Study material:
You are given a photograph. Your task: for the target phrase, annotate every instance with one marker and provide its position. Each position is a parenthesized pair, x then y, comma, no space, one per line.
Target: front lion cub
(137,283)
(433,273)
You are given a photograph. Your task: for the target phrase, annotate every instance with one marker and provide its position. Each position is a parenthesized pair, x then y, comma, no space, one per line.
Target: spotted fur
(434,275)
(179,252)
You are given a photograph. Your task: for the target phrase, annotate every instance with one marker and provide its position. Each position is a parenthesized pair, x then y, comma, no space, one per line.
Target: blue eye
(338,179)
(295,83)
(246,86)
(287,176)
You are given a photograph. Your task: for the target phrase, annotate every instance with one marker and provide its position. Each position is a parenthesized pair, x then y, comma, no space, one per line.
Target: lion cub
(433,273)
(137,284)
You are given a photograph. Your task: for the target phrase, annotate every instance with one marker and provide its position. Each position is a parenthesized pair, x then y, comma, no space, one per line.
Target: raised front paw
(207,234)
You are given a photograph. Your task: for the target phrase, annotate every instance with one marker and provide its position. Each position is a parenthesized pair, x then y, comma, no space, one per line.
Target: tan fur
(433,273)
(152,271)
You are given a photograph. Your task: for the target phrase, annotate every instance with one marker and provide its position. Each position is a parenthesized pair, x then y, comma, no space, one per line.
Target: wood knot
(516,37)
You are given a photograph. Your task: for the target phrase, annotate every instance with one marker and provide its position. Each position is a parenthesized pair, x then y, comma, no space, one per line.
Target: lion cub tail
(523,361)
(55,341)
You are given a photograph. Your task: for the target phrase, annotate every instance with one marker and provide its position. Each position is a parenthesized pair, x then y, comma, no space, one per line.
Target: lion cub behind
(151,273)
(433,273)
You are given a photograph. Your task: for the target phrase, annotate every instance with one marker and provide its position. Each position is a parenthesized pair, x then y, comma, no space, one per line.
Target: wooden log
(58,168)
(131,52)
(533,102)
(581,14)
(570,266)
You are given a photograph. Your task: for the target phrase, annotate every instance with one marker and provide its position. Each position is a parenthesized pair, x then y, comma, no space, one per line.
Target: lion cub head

What to do:
This exercise needs each record retyped exactly as shown.

Solution for this problem:
You are given a photograph. Your task: for the target phrase, annotate every instance with one marker and provide its position. Each position is a parenthesized pair, x then y, comma, no space, one per line.
Target: front lion cub
(137,283)
(433,273)
You are given a photograph. Your task: for the target phrase, annotate every instance with one marker and provide its position. Each position is a parenthesized pair, x then y, comma, no space, one per line.
Target: spotted fur
(434,275)
(179,252)
You are given a photograph. Your task: for the target phrase, annotate every instance with one marker and provide its position. Each position is a parenthesized pair, x then y, comma, no space, one per line.
Target: blue eye
(338,179)
(295,83)
(246,86)
(287,176)
You are given a photograph. Your task: for the target phrase, annotate every instance with one marker and provide its position. Each position is a parenthesized pair, x then y, comma, no space, one per line.
Target: lion cub
(433,273)
(137,284)
You are given a photograph. Your task: for the target phrase, annotate every instance with one marker and provide its position. Each position is a parenthesized pair, x then y, comma, no space, one per line.
Target: raised front paw
(207,234)
You are given a photograph. Your task: for the target phrase, annotate every instance with one marker and provide its position. Each position is a parenthesized pair, x then y, comma, no space, one per line.
Target: tan fur
(433,273)
(152,271)
You are given a photograph. Your task: for the target phrase, annotate every instance with one marker and provide its position. Each position is a parenthesized pair, x then y, comma, no space, one per line.
Target: wood knot
(516,37)
You are given a photograph. Your task: for the target phrase, annotate every instance with one marker and provide its position. Each position is a parenthesized pair, x then y, comma, no space, one per line.
Target: lion cub tail
(523,361)
(55,341)
You are given a photograph. Your task: for the target phrase, annotate every instance with one marker and provide its position. Each position is a parenthesized pair, x then y, comma, no space, one per line.
Target: lion cub behind
(151,273)
(433,273)
You are given a photograph. Your task: for the target phrase, annotate every instance with one marker and provide its position. Each position is a parenthesized pair, x then y, comma, no space, one per line.
Target: wooden log
(58,168)
(131,52)
(533,102)
(581,14)
(570,266)
You are given a photograph. Your task: for the target phrase, annotate every instance with one marker and provide its position. Each position is a parenthesized pair, x then y, comma, no space, one per line.
Target: lion cub head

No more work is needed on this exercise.